§ **Text extract**
------------

HTCondor Project List Archives



[Date Prev][Date Next][Thread Prev][Thread Next][Date Index][Thread Index]

[Condor-devel] ATTR_JOB_RUN_COUNT



Hello,

It turns out that when the schedd runs a job, it increments the 
ATTR_JOB_RUN_COUNT when adding the birthday record for a shadow.

I think there are two problems with the current implementation.

1) In the case of a disconnected starter/shadow, the job hadn't actually
died, but the starting of a new shadow increments the ATTR_JOB_RUN_COUNT
erroneously. You can see this behavior in schedd.C:add_shadow_birthdate().

2) If the shadow is started, but then the startd at the very last minute
refuses the jobh such that the shadow exits with JOB_NOT_STARTED (legal
behavior), then ATTR_JOB_RUN_COUNT is also incremented.

So, it looks like ATTR_JOB_RUN_COUNT is really the count of the times the
shadow had been started on behalf of a job, and not the fact that the job
had entered its main().

This came up because someone had PeriodicRemove = JobRunCount > 1 in their
job policy and it was failing in cases where the job hadn't run at all
(2)--and they would get "submit/execute/abort due to PeriodicRemove"
in their user job logs without the jobs running since event (2) isn't
recorded in th euser log.  While inspecting the use of that call,
I noticed (1).

Is there anyway to say "Dont run the job more than once, but make sure the
job's main() was actually executed."?

Thank you.

-pete

------------

§ **Tasks to complete**
(a) In the mailing list post, rewrite the stretch from "1) In the case" through "entered its main().", replacing "ATTR_JOB_RUN_COUNT" with "ATTR_JOB_START_COUNT".
(b) Put the stretch of the data entries from the line containing "of the chair" through the line containing "71L222 71L221 72L222" into a Markdown table with the columns Row and Line. Number each row and leave out blank lines.

Data entries:

------------

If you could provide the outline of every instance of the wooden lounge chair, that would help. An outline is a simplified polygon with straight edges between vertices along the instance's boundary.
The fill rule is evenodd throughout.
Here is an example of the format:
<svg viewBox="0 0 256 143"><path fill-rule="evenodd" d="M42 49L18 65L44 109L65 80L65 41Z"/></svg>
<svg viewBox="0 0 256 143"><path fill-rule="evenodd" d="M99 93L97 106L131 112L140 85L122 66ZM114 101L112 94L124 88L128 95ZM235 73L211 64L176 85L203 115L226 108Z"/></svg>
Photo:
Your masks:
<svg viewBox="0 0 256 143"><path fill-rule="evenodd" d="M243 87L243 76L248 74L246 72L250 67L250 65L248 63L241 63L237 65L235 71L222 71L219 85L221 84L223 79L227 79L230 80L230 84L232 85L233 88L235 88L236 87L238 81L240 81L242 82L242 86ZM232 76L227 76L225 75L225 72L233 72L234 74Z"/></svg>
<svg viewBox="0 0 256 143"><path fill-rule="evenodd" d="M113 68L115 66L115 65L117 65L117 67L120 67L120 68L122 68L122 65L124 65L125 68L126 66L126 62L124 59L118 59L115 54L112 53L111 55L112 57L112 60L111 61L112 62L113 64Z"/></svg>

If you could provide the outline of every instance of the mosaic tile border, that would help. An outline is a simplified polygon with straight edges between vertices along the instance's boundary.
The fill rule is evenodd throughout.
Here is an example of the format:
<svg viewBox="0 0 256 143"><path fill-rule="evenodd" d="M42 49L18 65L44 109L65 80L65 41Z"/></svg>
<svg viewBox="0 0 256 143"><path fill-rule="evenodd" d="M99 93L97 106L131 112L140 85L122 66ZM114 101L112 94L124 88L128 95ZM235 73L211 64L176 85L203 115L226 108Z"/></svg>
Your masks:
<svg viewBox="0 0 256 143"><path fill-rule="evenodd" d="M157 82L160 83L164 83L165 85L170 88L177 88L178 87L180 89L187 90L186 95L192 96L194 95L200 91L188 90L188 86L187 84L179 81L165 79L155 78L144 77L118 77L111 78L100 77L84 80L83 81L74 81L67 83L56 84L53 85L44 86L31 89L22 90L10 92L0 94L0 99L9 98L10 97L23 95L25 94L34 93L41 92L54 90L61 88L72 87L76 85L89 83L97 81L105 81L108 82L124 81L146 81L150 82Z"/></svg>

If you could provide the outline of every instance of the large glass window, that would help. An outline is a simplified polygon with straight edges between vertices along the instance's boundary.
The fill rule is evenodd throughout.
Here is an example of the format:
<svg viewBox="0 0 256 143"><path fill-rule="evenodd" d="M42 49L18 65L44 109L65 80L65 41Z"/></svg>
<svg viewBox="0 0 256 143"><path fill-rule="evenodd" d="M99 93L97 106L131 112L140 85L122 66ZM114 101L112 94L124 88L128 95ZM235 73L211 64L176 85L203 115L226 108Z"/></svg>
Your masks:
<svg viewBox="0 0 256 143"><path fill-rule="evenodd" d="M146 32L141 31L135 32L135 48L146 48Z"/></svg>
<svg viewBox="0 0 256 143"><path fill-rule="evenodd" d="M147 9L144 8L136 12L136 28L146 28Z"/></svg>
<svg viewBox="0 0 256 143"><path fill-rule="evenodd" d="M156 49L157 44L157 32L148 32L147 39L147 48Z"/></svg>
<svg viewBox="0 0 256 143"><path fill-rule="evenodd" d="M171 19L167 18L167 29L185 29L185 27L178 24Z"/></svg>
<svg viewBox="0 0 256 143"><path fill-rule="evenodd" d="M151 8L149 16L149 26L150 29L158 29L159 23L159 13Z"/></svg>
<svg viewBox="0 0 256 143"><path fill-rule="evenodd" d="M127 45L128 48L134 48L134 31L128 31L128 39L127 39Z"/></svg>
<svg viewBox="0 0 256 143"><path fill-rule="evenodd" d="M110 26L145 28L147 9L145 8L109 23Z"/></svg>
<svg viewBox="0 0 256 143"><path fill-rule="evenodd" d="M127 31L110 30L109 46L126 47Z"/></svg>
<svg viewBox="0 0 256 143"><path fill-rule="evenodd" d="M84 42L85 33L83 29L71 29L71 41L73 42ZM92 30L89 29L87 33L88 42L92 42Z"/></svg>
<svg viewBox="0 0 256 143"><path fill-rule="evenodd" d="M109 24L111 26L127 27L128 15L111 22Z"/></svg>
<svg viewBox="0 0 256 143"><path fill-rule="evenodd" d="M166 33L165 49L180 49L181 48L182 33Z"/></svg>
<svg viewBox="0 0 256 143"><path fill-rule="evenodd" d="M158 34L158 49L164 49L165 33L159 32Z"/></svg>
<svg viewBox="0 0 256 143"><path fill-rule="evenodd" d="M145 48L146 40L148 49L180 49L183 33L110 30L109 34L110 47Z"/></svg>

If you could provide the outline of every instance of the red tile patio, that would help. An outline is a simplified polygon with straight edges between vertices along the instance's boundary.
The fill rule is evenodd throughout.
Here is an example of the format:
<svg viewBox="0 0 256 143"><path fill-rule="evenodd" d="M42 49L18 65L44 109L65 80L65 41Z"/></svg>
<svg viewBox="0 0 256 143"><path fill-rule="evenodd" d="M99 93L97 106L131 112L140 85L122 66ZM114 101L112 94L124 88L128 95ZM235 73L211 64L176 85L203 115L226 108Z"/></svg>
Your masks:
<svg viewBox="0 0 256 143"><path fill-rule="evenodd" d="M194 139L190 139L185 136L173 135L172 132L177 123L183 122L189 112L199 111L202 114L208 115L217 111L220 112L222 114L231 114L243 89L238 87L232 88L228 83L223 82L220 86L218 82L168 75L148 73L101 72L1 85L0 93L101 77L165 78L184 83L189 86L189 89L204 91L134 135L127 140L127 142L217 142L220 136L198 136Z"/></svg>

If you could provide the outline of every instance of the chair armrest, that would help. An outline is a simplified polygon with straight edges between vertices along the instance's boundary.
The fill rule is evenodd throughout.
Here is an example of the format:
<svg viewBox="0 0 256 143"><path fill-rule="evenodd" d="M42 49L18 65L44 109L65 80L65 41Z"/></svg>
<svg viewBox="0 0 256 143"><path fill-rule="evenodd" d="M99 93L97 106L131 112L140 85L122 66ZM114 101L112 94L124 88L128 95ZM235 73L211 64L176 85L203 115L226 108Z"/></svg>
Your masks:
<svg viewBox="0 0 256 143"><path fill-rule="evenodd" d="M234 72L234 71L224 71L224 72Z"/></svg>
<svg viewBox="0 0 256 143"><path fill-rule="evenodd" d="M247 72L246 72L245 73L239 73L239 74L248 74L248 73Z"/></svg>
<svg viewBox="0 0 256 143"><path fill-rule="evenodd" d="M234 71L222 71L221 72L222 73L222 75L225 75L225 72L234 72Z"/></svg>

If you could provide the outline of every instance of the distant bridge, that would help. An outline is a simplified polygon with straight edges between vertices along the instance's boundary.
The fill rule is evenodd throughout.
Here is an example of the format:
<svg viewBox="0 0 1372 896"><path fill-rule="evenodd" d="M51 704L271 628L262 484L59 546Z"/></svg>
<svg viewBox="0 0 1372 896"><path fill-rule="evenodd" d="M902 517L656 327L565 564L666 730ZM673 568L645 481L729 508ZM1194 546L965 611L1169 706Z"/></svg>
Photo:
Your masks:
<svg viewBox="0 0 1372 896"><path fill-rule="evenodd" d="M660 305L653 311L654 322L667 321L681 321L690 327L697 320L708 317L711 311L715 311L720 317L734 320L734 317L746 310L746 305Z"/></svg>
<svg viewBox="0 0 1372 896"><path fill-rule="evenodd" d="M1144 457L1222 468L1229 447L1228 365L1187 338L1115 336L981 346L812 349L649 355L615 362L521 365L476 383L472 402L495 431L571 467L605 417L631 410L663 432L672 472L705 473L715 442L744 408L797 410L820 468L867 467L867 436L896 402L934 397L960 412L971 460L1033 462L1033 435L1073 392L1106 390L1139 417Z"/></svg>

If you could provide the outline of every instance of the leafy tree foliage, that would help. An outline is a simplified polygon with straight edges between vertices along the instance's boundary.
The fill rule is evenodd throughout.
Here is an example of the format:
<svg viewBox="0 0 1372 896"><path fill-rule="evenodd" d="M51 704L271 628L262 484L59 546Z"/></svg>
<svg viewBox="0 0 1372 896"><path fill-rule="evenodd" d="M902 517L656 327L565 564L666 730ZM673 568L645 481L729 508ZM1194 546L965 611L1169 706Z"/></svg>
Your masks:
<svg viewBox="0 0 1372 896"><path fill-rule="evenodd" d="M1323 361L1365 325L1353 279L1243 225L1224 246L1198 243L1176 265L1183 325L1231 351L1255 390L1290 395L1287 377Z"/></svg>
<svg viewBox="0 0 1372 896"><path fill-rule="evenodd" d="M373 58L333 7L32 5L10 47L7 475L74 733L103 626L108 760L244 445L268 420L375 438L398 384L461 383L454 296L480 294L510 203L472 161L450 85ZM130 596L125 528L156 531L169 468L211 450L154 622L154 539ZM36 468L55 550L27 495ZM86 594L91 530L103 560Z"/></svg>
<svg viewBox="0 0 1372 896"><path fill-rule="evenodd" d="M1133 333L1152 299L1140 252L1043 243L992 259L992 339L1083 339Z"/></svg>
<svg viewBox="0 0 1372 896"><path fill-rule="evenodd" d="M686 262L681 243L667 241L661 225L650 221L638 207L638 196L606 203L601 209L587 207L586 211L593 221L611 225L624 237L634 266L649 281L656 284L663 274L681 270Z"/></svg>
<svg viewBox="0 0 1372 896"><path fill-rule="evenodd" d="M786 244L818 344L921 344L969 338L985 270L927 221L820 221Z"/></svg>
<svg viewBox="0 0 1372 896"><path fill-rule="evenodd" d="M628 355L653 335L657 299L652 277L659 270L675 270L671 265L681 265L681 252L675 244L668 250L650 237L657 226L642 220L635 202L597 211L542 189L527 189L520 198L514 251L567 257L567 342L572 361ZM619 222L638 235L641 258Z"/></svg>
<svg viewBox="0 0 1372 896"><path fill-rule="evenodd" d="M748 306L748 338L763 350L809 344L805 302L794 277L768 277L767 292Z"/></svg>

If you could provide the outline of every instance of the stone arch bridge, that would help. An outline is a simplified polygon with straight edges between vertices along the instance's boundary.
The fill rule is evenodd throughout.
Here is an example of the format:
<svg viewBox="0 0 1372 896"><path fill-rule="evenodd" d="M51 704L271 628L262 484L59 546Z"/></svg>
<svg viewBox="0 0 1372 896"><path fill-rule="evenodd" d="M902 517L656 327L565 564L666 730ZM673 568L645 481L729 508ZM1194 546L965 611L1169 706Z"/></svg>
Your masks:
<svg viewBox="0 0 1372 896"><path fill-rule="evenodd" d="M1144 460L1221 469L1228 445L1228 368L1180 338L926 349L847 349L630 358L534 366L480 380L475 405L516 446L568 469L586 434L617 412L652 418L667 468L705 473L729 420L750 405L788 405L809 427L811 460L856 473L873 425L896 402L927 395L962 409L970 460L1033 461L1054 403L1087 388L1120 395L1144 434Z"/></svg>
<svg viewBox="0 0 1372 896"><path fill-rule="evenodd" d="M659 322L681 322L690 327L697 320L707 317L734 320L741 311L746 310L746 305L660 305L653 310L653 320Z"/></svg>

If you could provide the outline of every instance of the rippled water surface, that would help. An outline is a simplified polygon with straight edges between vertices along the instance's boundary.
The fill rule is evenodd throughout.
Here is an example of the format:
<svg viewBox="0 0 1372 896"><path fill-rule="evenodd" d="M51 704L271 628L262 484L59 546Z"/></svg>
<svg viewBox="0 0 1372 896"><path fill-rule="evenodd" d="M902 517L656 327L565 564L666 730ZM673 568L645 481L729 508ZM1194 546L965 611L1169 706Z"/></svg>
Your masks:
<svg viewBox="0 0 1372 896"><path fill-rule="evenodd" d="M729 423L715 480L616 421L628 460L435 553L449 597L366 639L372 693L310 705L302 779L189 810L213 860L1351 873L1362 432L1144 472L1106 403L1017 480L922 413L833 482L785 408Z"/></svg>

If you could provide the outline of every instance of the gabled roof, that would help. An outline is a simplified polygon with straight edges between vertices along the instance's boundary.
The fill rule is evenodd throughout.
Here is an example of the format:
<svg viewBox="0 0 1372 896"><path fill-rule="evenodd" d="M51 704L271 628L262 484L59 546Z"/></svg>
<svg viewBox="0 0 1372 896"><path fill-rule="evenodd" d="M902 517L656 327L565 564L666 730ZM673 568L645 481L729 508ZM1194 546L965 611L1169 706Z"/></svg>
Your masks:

------------

§ **Expected responses**
(a)
1) In the case of a disconnected starter/shadow, the job hadn't actually
died, but the starting of a new shadow increments the ATTR_JOB_START_COUNT
erroneously. You can see this behavior in schedd.C:add_shadow_birthdate().

2) If the shadow is started, but then the startd at the very last minute
refuses the jobh such that the shadow exits with JOB_NOT_STARTED (legal
behavior), then ATTR_JOB_START_COUNT is also incremented.

So, it looks like ATTR_JOB_START_COUNT is really the count of the times the
shadow had been started on behalf of a job, and not the fact that the job
had entered its main().

(b)
| Row | Line |
|---|---|
| 1 | If you could provide the outline of every instance of the chair armrest, that would help. An outline is a simplified polygon with straight edges between vertices along the instance's boundary. |
| 2 | The fill rule is evenodd throughout. |
| 3 | Here is an example of the format: |
| 4 | <svg viewBox="0 0 256 143"><path fill-rule="evenodd" d="M42 49L18 65L44 109L65 80L65 41Z"/></svg> |
| 5 | <svg viewBox="0 0 256 143"><path fill-rule="evenodd" d="M99 93L97 106L131 112L140 85L122 66ZM114 101L112 94L124 88L128 95ZM235 73L211 64L176 85L203 115L226 108Z"/></svg> |
| 6 | Your masks: |
| 7 | <svg viewBox="0 0 256 143"><path fill-rule="evenodd" d="M234 72L234 71L224 71L224 72Z"/></svg> |
| 8 | <svg viewBox="0 0 256 143"><path fill-rule="evenodd" d="M247 72L246 72L245 73L239 73L239 74L248 74L248 73Z"/></svg> |
| 9 | <svg viewBox="0 0 256 143"><path fill-rule="evenodd" d="M234 71L222 71L221 72L222 73L222 75L225 75L225 72L234 72Z"/></svg> |